◆ **Your task**
Looking at the records below, say how many lines contain "each". Nothing else belongs in the answer.

◆ **Raw data**
====
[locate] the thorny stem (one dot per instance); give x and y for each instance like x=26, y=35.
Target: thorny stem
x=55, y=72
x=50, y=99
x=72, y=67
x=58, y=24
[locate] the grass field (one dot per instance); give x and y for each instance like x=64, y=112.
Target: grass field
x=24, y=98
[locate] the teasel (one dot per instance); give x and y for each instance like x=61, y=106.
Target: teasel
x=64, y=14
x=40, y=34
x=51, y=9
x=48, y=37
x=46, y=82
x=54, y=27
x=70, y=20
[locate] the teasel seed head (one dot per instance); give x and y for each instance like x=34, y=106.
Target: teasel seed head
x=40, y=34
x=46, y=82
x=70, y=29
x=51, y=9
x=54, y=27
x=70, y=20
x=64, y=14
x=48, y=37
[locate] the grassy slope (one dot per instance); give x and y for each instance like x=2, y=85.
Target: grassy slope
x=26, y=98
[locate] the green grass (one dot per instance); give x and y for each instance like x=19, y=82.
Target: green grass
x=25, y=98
====
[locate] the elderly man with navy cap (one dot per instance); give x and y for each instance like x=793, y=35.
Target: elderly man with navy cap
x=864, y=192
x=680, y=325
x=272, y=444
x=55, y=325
====
◆ **Exercise result**
7